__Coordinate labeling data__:
* begin *

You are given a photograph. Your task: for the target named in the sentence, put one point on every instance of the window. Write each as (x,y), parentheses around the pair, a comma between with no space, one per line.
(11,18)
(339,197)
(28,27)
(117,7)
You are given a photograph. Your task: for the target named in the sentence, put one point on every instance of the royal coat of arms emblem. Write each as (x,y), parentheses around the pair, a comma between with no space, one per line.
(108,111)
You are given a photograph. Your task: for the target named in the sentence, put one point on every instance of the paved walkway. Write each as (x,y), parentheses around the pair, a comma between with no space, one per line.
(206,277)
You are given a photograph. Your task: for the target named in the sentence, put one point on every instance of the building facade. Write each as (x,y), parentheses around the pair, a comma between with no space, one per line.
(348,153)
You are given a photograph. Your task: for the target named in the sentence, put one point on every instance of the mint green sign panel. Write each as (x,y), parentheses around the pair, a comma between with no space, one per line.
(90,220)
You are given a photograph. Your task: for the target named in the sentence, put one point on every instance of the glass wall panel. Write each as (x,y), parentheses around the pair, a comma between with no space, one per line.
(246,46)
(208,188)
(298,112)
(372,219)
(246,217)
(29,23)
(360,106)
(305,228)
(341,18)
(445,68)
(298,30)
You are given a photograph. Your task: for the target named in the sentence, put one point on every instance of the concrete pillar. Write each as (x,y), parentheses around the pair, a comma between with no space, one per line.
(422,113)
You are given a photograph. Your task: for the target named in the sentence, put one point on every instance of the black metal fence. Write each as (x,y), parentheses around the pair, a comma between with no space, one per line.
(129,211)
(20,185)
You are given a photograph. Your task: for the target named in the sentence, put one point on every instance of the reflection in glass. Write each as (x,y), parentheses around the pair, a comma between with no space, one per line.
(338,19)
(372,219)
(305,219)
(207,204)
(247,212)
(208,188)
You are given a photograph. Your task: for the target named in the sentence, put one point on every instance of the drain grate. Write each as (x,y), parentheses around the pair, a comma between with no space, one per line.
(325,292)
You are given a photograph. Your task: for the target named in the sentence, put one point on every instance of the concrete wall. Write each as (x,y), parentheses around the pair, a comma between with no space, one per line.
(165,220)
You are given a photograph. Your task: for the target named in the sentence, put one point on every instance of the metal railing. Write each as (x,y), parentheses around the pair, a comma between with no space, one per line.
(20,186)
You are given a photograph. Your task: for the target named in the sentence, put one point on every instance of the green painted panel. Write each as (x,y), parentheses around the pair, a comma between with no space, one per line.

* end *

__Exercise instructions__:
Retype every line of the data above without changing a single character.

__Solution for this task__:
You are given a photograph. Your task: for the target named in the sentence, put one point on every instance of the window. Write each as (x,y), parentheses around the pair, a comma between with no space, one per line.
(11,18)
(339,197)
(28,27)
(117,7)
You are given a photograph. Your task: for the target named in the sentence, put one point on every instance of the royal coat of arms emblem. Write each as (x,y), parentheses around the pair, a comma between with no space, one per line.
(108,111)
You are given a photograph. Your task: for the target named in the sentence, put one point on every instance of the paved walkway. Write each as (x,y), parentheses around the pair, a comma between with no space, one per line.
(206,277)
You are given a photograph. Your task: for the target named in the sentence, put one point on every instance of the building facade. Write each as (x,y), parentheses around the pair, a comma between with no space, one per line.
(348,153)
You are given a photograph. Your task: for the target named in the sentence, put one point on every instance of the mint green sign panel. Write each as (x,y), parentheses around the pair, a comma between with no space, one per line.
(90,220)
You are given a photograph. Your task: for the target named in the sentence, put one point on every instance of the glass wall panel. Write each as (x,y), parentheses around the pair, a comma between with no space, one per line.
(246,46)
(208,188)
(298,112)
(372,219)
(246,217)
(29,23)
(360,106)
(305,228)
(341,18)
(445,68)
(298,30)
You are given a photograph. Your task: for the target named in the sentence, put one point on every instance of the concrete pillar. Write each as (x,y), parentheses around the pair, a comma between with no space, one per line.
(422,113)
You are given a photograph. Your task: for the target named in the sentence, put one point on every instance of the black metal fence. Write each as (x,y), parentheses around the pair, a comma between with no space, one per line.
(129,211)
(20,185)
You are given a photograph. Your task: for the target named in the sentence, put one point on every instance of the reflection in glass. Write each as (x,y), parentheses around the pair, a comma between with no space, one per line.
(338,19)
(372,219)
(305,219)
(207,204)
(247,212)
(208,188)
You are given a photograph. Your task: for the target named in the sentence, put one point on every instance of the drain grate. Write each as (x,y), parentheses around the pair, a comma between with no space, one per line.
(325,292)
You are given a photograph. Your task: for the target named in the sentence, put one point on every instance of the concrete wall. Write each as (x,y), parentheses around the pair, a comma between with no space, one per line.
(165,220)
You are given a photograph. Your task: for the target named in the sentence, put one point on every instance of the metal railing. Write each as (x,y), parentheses around the pair, a comma between with no space, one per line.
(20,186)
You are given a photograph. Your task: for the target named in the sentence, put one point on every instance of the green painted panel. Write each as (x,y), parentheses around the pair, a comma between with no space, one per line.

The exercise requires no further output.